* [EXERCISE]: Rewrite the records below, replacing "takes a single dot" with "gets one point" wherever it appears and keeping everything else the same.

* [DATA SUPPLIED]:
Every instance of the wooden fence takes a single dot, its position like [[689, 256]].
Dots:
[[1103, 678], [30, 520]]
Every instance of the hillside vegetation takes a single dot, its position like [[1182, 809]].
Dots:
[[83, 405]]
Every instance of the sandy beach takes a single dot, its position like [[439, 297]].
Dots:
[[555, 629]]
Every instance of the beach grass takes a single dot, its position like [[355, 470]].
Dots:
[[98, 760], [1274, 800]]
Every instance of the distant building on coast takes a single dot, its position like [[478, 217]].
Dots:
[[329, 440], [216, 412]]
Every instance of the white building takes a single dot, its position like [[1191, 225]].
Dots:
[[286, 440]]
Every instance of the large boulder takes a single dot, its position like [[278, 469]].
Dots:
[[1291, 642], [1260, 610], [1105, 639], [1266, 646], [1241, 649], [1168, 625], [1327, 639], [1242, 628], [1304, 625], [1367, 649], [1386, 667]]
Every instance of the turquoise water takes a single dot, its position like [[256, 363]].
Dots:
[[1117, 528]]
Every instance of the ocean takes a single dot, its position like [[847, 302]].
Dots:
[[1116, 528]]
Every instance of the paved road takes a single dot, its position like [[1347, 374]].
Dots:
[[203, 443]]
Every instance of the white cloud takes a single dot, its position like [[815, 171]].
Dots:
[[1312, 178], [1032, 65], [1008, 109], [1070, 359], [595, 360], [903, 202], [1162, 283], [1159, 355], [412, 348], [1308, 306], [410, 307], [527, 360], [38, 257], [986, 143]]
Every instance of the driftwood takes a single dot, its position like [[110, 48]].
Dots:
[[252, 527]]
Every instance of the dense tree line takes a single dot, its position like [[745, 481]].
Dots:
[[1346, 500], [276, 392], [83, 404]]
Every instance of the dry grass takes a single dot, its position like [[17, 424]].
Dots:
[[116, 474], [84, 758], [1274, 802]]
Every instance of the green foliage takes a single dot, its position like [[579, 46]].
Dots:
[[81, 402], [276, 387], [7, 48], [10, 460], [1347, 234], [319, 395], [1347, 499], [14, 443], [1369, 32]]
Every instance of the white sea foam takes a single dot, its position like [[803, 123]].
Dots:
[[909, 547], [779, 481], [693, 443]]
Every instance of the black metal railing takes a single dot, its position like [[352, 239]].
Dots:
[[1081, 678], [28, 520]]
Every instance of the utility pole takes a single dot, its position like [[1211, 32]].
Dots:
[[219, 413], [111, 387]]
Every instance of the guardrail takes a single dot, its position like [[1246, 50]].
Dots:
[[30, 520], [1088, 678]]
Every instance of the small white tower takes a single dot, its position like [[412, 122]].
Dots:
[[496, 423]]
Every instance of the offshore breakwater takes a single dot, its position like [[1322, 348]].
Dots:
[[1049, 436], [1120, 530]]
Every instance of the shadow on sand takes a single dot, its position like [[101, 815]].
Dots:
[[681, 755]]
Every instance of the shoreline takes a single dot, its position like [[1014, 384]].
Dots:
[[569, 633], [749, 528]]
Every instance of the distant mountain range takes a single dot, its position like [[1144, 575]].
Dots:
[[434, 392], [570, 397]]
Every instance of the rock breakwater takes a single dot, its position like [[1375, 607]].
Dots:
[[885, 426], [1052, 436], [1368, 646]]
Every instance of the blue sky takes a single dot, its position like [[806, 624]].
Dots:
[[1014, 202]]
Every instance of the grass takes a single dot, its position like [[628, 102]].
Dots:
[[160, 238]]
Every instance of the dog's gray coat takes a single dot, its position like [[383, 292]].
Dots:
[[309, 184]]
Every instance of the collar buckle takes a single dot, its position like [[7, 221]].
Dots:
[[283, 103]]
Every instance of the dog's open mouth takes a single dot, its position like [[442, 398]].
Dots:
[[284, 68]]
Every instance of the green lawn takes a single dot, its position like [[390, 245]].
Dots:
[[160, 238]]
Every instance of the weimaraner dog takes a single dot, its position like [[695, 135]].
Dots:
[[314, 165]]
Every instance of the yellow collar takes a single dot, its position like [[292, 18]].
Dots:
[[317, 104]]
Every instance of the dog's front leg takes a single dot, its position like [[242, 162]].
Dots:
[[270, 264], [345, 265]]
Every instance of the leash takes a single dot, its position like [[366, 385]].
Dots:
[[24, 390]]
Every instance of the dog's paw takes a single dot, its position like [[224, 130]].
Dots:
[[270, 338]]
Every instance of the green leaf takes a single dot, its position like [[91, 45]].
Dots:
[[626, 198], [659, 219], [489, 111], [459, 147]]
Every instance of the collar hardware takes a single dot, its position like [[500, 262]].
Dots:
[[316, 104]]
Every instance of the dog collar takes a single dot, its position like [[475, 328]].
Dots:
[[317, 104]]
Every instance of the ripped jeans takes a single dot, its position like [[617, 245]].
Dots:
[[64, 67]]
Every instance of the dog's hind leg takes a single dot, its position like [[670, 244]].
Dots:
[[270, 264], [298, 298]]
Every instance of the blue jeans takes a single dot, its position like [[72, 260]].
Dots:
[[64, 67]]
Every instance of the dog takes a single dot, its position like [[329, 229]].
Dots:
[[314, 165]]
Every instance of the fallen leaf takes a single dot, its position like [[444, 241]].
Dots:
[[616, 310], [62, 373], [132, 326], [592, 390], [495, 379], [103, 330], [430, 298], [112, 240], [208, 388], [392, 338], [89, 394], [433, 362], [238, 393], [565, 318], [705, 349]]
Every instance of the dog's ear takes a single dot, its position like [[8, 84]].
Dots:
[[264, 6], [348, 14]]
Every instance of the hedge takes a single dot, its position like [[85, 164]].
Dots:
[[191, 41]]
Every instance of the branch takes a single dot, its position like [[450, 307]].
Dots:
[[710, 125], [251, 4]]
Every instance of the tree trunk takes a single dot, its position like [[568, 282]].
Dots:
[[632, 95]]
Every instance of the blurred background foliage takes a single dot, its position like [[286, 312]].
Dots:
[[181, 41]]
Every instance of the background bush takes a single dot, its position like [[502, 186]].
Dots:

* [EXERCISE SOLUTION]:
Every instance of the wooden fence gets one point, its position like [[689, 256]].
Dots:
[[1103, 678], [30, 520]]
Every instance of the hillside vegetation gets one point, its position like [[1182, 809]].
Dots:
[[83, 405]]
Every instance of the sandy beach gets one point, its position like [[439, 297]].
Dots:
[[555, 629]]
Every instance of the beach grass gets one point, its position like [[355, 470]].
Dots:
[[98, 760], [1274, 800]]
Every instance of the distant building on coast gets one point, its position like [[478, 217]].
Dots:
[[329, 440], [216, 412]]
Every instance of the white building gets one point, its position like [[1191, 225]].
Dots:
[[286, 440]]
Every instance of the large boulder gets one point, its position like [[278, 469]].
Dots:
[[1291, 642], [1260, 610], [1105, 639], [1266, 646], [1241, 649], [1168, 625], [1327, 639], [1242, 628], [1304, 625], [1367, 649], [1386, 667]]
Every instance of the turquoise water gets one point, its position like [[256, 363]].
Dots:
[[1117, 528]]
Every instance of the ocean gets one point, its position like [[847, 302]].
Dots:
[[1116, 528]]
Every instance of the paved road gets one point, its position like [[1347, 374]].
Dots:
[[203, 443]]
Every instance of the white cloud gets one point, its position like [[815, 171]].
Dots:
[[1312, 178], [1032, 65], [1008, 109], [1070, 359], [595, 360], [903, 202], [1162, 283], [1159, 355], [412, 348], [1308, 306], [410, 307], [527, 360], [38, 257], [986, 143]]
Every instance of the driftwood gets one point, its position like [[110, 48]].
Dots:
[[252, 527]]
Every instance of the dense tree line gets one point, its position like [[745, 481]].
Dots:
[[1346, 500], [276, 392], [83, 404]]
Every instance of the dry grass gets one point, its position like [[17, 424]].
Dots:
[[116, 474], [84, 758], [1274, 802]]
Every instance of the green foliage gets one point, its position like [[579, 46]].
Dots:
[[81, 402], [276, 387], [7, 48], [10, 460], [1347, 234], [319, 395], [1347, 499], [14, 443], [1369, 32]]
Every instance of the white sea foam gets one point, its position like [[803, 123]].
Dots:
[[909, 547], [779, 481], [693, 443]]
Every instance of the black metal railing gets one point, its position like [[352, 239]].
Dots:
[[1081, 678], [28, 520]]
Every instance of the utility pole gets one point, its position like [[1211, 32]].
Dots:
[[219, 413], [111, 387]]
Every instance of the guardrail gets one point, its position like [[1246, 50]].
Dots:
[[30, 520], [1088, 678]]
Every instance of the small white tower gets one point, its position like [[412, 122]].
Dots:
[[496, 423]]
Every instance of the offshore breakwater gets one point, its position like [[1322, 348]].
Dots:
[[1049, 436], [1120, 530]]
Every instance of the shadow on sand gets one point, its position like [[101, 815]].
Dots:
[[681, 755]]
Every instance of the shoreline gets one point, its position like [[1014, 384]].
Dots:
[[569, 633], [749, 528]]
Every instance of the distant mountain range gets one point, its position like [[1144, 575]].
Dots:
[[434, 392], [570, 397]]
Every instance of the rock breakwater gets one point, its position like [[1375, 607]].
Dots:
[[885, 426], [1052, 436], [1368, 646]]
Every instance of the blue sky gets one point, its position like [[806, 624]].
Dots:
[[1014, 202]]
Every instance of the grass gets one point, its position like [[628, 102]].
Dots:
[[160, 238]]
Every instance of the dog's gray coat gets one point, its position like [[383, 292]].
Dots:
[[309, 184]]
Every instance of the collar buckle gets one point, its position like [[7, 221]].
Dots:
[[283, 103]]
Every instance of the dog's open mouth gets one point, its position like [[442, 398]].
Dots:
[[284, 68]]
Every instance of the green lawn gets one point, its position like [[390, 245]].
Dots:
[[160, 238]]
Every instance of the weimaraner dog gets one point, its position like [[695, 135]].
Dots:
[[314, 165]]
Every instance of the yellow collar gets one point, its position like [[292, 18]].
Dots:
[[317, 104]]
Every instance of the dog's front leg gets one point, its position like [[242, 162]].
Dots:
[[270, 264], [345, 265]]
Every instance of the leash gets one point, its position like [[366, 385]].
Dots:
[[24, 390]]
Every instance of the dog's paw gets one point, its position like [[224, 130]].
Dots:
[[270, 338]]
Every instance of the green leaf gets one point, its position like [[91, 45]].
Dots:
[[626, 198], [659, 219], [489, 111], [459, 147]]
Every instance of the collar hardware gets one point, its position like [[500, 262]].
Dots:
[[316, 104]]
Every instance of the dog collar gets one point, its position like [[475, 328]].
Dots:
[[317, 104]]
Every instance of the ripped jeans gets one point, its position like [[617, 245]].
Dots:
[[64, 67]]
Every instance of the dog's hind leg gets one point, its position like [[670, 244]].
Dots:
[[270, 264], [298, 298]]
Every instance of the blue jeans gets one point, its position like [[72, 260]].
Dots:
[[64, 67]]
Every instance of the dog gets one point, its position like [[329, 229]].
Dots:
[[314, 165]]
Every instance of the fallen leaf gets one point, its position like [[444, 241]].
Dots:
[[616, 310], [62, 373], [132, 326], [592, 390], [495, 379], [103, 330], [430, 298], [112, 240], [208, 388], [392, 338], [89, 394], [433, 362], [238, 393], [565, 318], [705, 349]]
Every instance of the dog's ear gets one point, its position like [[8, 84]].
Dots:
[[264, 6], [348, 14]]
Every instance of the hedge gets one point, its position like [[85, 164]].
Dots:
[[191, 41]]
Every instance of the branch gets one point, its position like [[450, 307]].
Dots:
[[710, 125], [251, 4]]
Every instance of the tree trunk gets one point, its position like [[568, 282]].
Dots:
[[632, 95]]
Every instance of the blurred background foliage gets one point, its position like [[286, 312]].
Dots:
[[181, 41]]
Every instance of the background bush gets one point, its position like [[502, 186]].
Dots:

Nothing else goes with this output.